GIVEN EXERCISE:
Rewrite the lines of data starting at the line with "Target: <item>man</item>" and ending at the end of the data, swapping "well-known text" for "WKT" and leaving everything else the same.

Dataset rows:
"""

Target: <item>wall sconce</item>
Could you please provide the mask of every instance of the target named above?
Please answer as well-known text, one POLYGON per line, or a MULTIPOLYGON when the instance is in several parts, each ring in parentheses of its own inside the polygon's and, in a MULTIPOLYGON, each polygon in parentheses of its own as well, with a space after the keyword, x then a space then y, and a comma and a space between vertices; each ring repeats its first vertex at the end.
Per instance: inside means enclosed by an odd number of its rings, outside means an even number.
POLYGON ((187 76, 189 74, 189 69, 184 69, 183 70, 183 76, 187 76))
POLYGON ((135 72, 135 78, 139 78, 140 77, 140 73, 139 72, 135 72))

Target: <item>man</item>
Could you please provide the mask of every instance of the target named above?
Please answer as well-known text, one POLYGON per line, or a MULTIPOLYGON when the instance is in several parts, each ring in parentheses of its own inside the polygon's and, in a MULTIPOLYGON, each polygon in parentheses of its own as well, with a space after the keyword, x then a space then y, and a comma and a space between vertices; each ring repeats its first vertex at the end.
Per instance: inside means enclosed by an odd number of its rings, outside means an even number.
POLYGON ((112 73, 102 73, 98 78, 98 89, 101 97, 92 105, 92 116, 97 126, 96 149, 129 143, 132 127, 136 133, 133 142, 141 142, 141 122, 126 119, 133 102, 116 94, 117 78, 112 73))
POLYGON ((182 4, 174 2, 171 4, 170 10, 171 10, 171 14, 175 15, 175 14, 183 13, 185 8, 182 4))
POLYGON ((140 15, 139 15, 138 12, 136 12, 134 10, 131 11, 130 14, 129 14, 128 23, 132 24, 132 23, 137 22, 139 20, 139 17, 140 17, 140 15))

"""

SOLUTION TO THE PROBLEM:
Target: <item>man</item>
Could you please provide the mask of every instance of the target named above?
Please answer as WKT, one POLYGON per line, or a MULTIPOLYGON when the instance is in several parts, each ring in parentheses of its own inside the polygon's and, in a MULTIPOLYGON, each polygon in parentheses of its own as well, with a space after the keyword, x then a space then y, and a comma and a space between vertices; each ring repeats its first vertex at the end.
Per instance: inside means enclosed by an odd number of its rings, outside means an even number.
POLYGON ((112 73, 102 73, 98 78, 98 89, 101 97, 92 105, 92 116, 97 126, 96 149, 129 143, 132 127, 136 133, 133 142, 141 142, 141 122, 126 119, 133 102, 116 94, 117 78, 112 73))
POLYGON ((182 4, 174 2, 171 4, 170 10, 171 10, 171 14, 175 15, 175 14, 183 13, 185 8, 182 4))
POLYGON ((140 15, 139 15, 138 12, 136 12, 134 10, 131 11, 130 14, 129 14, 128 23, 132 24, 132 23, 137 22, 139 20, 139 17, 140 17, 140 15))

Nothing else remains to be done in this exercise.